Objectives:
• a. List the username of every poster in the direction switch thread below, in the order in which they appear.
• b. Reproduce the direction switch thread below from "## slotcarman12078 (Oct" up to and including "(Mar 28, 2009)", substituting "toggle" for each occurrence of "switch".
# Reading text start
# Direction switch



## tasman (Feb 17, 2007)

I am working on a new 2 lane track and want to be able to reverse power so that I can run in either direction. I don't need to switch each lane individually just want to reverse the polarity of the power.

I will be using 1 laptop power supply to power both lanes. What would be a good switch to use to reverse the power?

Thanks.


----------



## pma1123 (Apr 18, 2013)

Its a worthy mod, IMO. Gives you a whole other track to race at the flip of a switch. 
You'll want a 6 terminal DPDT switch, available at radio shack or many other places. I would think you will actually need 2 direction control switches; one for each lane. This is because you should be wiring the DPDT switch in AFTER the controller, but use the switch to swap polarity going to the track rails; not swapping polarity going through the controller.

I don't have enough posts here to allow posting a link. Search for a wiring diagram "slot car track wiring diagram" I'm sure you'll come up with something. I found a great one on OWH website when I did my track.


----------



## slotcarman12078 (Oct 3, 2008)

One thing to keep in mind. If you want to wire each lane separately, and you're using sectional track, make sure each lane's ground is separate. Some sectional track grounds both lanes with one metal strip. The ground strip on the track would have to be cut between lanes and each ground wired separately to the switch. If you don't, you'll have a short trying to run in 2 directions at the same time.

If you have one power supply for both lanes, and you flip the polarity on one switch, there will be no issue. Make sure the switch you use is rated for 10+ Amps just to be safe. Also, the bigger the switch you get, the easier it will be to wire it.

If you're using Tomy track, and a Tomy plug into the terminal track, you can just flip the power plug and you'll have accomplished the reversal.


----------



## beast1624 (Mar 28, 2009)

I know this picture is pretty busy but it's the one I used to wire our 4-lane permanant layout. It shows how to wire the DPDT switches.


----------



## Hornet (Dec 1, 2005)

There's an easier diagram to read in this thread,Dslot's second version

http://www.hobbytalk.com/bbs1/showthread.php?t=285660


----------



## cwbam (Feb 8, 2010)

*Direction Change*

just a note,
If your controllers feel very ON or OFF try reversing them also.


----------
# Reading text end
# Dataset rows start
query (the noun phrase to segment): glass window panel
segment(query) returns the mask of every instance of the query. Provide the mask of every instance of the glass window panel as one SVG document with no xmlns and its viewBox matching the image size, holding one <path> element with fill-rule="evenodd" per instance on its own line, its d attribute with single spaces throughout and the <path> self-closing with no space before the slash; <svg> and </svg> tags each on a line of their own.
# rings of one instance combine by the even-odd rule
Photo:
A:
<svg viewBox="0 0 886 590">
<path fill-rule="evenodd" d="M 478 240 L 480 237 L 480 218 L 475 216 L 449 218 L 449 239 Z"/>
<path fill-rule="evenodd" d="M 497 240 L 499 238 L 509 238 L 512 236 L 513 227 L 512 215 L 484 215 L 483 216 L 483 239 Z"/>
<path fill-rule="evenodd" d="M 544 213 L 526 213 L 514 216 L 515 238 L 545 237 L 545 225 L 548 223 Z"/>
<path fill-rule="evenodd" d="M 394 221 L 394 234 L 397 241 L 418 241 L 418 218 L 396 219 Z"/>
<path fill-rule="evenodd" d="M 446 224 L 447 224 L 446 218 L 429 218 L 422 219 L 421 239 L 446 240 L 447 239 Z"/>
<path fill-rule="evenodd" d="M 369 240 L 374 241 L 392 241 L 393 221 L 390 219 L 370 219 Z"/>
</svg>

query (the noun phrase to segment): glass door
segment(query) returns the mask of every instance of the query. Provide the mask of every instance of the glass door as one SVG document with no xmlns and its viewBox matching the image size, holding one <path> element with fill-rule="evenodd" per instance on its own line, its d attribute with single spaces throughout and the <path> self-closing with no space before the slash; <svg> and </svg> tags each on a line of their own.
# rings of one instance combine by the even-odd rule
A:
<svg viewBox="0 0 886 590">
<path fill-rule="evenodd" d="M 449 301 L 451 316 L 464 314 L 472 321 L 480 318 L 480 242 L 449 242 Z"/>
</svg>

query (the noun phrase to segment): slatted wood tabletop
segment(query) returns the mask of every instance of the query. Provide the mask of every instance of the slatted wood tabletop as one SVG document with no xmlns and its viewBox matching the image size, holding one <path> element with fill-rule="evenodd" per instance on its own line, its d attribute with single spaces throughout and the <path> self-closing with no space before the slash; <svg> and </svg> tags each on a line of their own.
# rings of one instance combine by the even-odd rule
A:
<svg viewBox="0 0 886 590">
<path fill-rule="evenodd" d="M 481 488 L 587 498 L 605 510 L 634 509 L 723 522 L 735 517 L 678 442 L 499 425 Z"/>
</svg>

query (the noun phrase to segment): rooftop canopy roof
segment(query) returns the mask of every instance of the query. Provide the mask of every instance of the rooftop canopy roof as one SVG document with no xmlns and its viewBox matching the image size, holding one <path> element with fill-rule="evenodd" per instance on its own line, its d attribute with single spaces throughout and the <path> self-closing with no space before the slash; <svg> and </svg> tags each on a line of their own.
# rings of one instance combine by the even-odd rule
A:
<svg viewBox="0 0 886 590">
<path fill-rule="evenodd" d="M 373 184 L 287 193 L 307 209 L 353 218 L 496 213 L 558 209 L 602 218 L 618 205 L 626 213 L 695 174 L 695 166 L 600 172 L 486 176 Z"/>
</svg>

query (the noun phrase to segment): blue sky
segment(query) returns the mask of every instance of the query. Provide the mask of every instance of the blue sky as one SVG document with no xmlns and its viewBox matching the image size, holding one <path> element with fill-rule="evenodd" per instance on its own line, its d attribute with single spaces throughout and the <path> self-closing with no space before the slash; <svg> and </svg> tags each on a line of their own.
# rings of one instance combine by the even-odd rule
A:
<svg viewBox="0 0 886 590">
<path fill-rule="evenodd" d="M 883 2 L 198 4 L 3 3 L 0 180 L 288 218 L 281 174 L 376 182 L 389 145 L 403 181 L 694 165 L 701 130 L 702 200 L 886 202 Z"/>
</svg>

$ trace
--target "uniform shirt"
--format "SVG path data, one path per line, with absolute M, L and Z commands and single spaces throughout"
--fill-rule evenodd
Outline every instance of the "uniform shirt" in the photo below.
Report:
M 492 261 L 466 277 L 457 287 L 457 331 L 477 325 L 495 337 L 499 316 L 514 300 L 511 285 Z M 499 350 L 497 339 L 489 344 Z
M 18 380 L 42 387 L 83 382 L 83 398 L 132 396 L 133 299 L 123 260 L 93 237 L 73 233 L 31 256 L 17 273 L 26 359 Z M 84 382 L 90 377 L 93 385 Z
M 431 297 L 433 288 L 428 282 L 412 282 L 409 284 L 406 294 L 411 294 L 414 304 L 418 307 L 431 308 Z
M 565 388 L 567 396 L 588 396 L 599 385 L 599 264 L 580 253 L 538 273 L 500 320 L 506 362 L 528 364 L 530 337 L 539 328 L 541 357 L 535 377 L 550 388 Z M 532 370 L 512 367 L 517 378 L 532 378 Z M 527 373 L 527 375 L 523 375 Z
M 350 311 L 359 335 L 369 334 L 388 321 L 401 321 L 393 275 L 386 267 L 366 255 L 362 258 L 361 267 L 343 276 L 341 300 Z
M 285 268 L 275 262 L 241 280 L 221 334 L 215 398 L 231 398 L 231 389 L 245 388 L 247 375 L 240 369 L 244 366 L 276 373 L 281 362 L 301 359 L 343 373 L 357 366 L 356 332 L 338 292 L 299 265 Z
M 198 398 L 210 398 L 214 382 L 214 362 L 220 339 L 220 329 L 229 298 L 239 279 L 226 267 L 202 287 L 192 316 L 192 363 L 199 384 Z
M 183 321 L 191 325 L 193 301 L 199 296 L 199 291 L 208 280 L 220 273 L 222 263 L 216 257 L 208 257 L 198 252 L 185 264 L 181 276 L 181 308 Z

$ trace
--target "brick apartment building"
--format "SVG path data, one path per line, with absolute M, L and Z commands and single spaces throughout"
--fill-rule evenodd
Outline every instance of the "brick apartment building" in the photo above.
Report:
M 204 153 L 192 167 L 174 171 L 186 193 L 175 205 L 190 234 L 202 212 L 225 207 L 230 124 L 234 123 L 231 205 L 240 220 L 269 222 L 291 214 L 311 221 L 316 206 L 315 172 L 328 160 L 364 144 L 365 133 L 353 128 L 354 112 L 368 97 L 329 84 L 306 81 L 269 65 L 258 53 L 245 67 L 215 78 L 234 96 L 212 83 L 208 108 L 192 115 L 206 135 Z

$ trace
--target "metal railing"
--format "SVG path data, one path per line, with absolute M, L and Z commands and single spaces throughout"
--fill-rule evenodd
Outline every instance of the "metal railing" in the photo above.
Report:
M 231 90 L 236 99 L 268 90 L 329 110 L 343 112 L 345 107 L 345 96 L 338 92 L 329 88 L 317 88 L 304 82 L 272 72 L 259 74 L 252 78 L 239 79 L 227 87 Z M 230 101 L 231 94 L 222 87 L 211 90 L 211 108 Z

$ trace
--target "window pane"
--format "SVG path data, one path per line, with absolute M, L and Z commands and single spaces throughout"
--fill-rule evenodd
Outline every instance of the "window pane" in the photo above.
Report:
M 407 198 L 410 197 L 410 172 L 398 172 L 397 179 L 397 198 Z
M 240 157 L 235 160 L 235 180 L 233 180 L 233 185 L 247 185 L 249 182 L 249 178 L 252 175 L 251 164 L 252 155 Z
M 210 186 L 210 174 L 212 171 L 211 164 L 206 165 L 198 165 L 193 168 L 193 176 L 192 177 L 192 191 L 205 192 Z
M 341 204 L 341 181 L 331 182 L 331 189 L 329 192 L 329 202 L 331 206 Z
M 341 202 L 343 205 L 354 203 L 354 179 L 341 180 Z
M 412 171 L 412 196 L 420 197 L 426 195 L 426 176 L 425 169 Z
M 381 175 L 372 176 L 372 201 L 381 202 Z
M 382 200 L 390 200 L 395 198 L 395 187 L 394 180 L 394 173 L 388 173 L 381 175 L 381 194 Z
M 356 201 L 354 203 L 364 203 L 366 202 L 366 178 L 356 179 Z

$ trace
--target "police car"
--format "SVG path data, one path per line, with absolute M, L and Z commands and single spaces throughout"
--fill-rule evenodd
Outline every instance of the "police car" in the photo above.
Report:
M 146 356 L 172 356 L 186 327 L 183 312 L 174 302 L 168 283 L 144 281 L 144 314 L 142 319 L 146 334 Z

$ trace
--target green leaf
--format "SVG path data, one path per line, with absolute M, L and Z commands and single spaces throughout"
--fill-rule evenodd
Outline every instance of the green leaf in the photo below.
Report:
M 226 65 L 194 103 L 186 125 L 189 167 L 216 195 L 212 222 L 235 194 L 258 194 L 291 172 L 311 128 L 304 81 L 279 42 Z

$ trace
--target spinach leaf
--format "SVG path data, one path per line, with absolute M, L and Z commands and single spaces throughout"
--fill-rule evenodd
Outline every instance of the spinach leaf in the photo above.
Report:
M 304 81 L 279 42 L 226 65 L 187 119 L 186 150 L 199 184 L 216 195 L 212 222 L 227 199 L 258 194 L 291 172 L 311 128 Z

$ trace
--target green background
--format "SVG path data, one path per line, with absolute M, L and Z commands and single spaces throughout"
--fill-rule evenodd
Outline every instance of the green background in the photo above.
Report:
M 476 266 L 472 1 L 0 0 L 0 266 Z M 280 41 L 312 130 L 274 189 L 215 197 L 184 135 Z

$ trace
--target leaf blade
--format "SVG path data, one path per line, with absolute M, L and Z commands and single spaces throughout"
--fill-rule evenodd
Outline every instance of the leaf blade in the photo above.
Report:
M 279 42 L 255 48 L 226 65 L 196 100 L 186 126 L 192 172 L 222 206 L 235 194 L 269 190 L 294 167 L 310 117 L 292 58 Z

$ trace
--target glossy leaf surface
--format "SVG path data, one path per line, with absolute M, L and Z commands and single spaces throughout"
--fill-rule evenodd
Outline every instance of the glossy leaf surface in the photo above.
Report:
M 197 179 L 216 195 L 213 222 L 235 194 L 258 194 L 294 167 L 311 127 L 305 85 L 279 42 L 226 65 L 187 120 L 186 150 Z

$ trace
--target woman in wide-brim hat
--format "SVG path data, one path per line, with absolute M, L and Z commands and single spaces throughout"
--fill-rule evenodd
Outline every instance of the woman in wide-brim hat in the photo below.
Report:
# Dataset rows end
Responses for each task:
• a. tasman, pma1123, slotcarman12078, beast1624, Hornet, cwbam

• b.
## slotcarman12078 (Oct 3, 2008)

One thing to keep in mind. If you want to wire each lane separately, and you're using sectional track, make sure each lane's ground is separate. Some sectional track grounds both lanes with one metal strip. The ground strip on the track would have to be cut between lanes and each ground wired separately to the toggle. If you don't, you'll have a short trying to run in 2 directions at the same time.

If you have one power supply for both lanes, and you flip the polarity on one toggle, there will be no issue. Make sure the toggle you use is rated for 10+ Amps just to be safe. Also, the bigger the toggle you get, the easier it will be to wire it.

If you're using Tomy track, and a Tomy plug into the terminal track, you can just flip the power plug and you'll have accomplished the reversal.


----------



## beast1624 (Mar 28, 2009)